Problem statement:
Copy the items below, switching every occurrence of "sitting on" to "resting on" and keeping all other text the same.

•••••

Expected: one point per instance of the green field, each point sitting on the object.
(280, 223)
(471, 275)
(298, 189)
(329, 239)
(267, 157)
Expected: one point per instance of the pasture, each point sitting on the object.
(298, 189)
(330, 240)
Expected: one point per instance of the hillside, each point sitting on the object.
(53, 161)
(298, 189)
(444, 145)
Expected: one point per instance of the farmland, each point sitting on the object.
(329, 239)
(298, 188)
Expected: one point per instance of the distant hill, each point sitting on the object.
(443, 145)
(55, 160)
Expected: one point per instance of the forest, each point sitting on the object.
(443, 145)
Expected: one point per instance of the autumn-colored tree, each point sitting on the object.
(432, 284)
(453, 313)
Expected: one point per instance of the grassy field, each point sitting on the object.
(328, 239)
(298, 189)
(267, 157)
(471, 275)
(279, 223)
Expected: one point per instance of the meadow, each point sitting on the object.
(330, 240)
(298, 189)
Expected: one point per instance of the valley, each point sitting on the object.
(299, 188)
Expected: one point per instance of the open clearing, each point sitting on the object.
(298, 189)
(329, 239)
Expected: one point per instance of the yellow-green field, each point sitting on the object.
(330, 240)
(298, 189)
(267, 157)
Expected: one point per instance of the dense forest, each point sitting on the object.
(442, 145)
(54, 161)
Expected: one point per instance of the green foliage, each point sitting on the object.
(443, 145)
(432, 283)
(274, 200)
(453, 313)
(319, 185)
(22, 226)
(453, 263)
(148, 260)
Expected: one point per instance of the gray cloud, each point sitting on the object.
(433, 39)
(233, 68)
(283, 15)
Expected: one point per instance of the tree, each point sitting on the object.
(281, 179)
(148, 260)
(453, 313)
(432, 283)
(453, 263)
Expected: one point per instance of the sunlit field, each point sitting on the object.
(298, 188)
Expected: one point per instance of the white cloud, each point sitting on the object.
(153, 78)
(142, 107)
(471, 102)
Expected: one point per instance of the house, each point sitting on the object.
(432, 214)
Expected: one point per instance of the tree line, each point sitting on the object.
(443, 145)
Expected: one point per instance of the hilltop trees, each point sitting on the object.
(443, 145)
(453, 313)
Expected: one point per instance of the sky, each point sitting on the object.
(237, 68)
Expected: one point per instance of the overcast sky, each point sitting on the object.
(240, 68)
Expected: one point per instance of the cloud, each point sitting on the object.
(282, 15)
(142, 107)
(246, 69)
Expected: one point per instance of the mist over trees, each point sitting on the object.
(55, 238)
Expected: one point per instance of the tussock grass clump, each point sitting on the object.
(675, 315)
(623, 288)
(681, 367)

•••••

Task result:
Expected: one point per instance of the green field, each point resting on the object.
(280, 223)
(471, 275)
(298, 189)
(329, 239)
(267, 157)
Expected: one point per instance of the pasture, each point resting on the object.
(298, 189)
(330, 240)
Expected: one point per instance of the hillside, each point resting on the object.
(53, 161)
(298, 189)
(444, 145)
Expected: one point per instance of the farmland, each point resting on the object.
(329, 239)
(298, 188)
Expected: one point per instance of the distant hill, each point resting on the object.
(443, 145)
(55, 160)
Expected: one point per instance of the forest, each point resting on the object.
(443, 145)
Expected: one point per instance of the autumn-colored tree, each point resting on the object.
(432, 284)
(453, 313)
Expected: one point per instance of the grassy field, each point resting on the object.
(328, 239)
(298, 189)
(267, 157)
(471, 275)
(279, 223)
Expected: one point per instance of the meadow, each point resting on the object.
(330, 240)
(298, 189)
Expected: one point per instance of the valley, each point resting on the object.
(299, 188)
Expected: one point per instance of the open clearing, each point resting on the object.
(298, 189)
(329, 239)
Expected: one point per instance of the yellow-green field, each point resting on the object.
(330, 240)
(298, 189)
(267, 157)
Expected: one point per instance of the dense forest, each point resting on the object.
(442, 145)
(54, 161)
Expected: one point per instance of the green foliage, each point resting on the object.
(443, 145)
(432, 283)
(274, 200)
(453, 313)
(319, 185)
(22, 226)
(453, 263)
(148, 260)
Expected: one point per instance of the gray cloud, each point resting on the object.
(433, 39)
(233, 68)
(283, 15)
Expected: one point per instance of the tree, each point resting on the object.
(281, 179)
(148, 260)
(453, 313)
(432, 283)
(453, 263)
Expected: one point per instance of the sunlit field, each point resting on the object.
(298, 188)
Expected: one point per instance of the white cloud, each point resting on the object.
(153, 78)
(142, 107)
(471, 102)
Expected: one point per instance of the house, each point resting on the object.
(432, 214)
Expected: one point per instance of the tree line, each point resting on the object.
(443, 145)
Expected: one point per instance of the hilltop trees, each point resting on the object.
(443, 145)
(453, 313)
Expected: one point per instance of the sky, each point resting on the object.
(237, 68)
Expected: one point per instance of the overcast sky, each point resting on the object.
(240, 68)
Expected: one point per instance of the cloud, each point resting on the object.
(282, 15)
(142, 107)
(246, 69)
Expected: one point per instance of the mist over trees, each point resting on the object.
(55, 238)
Expected: one point per instance of the tussock grass clump, each point resting on the object.
(675, 315)
(623, 288)
(681, 367)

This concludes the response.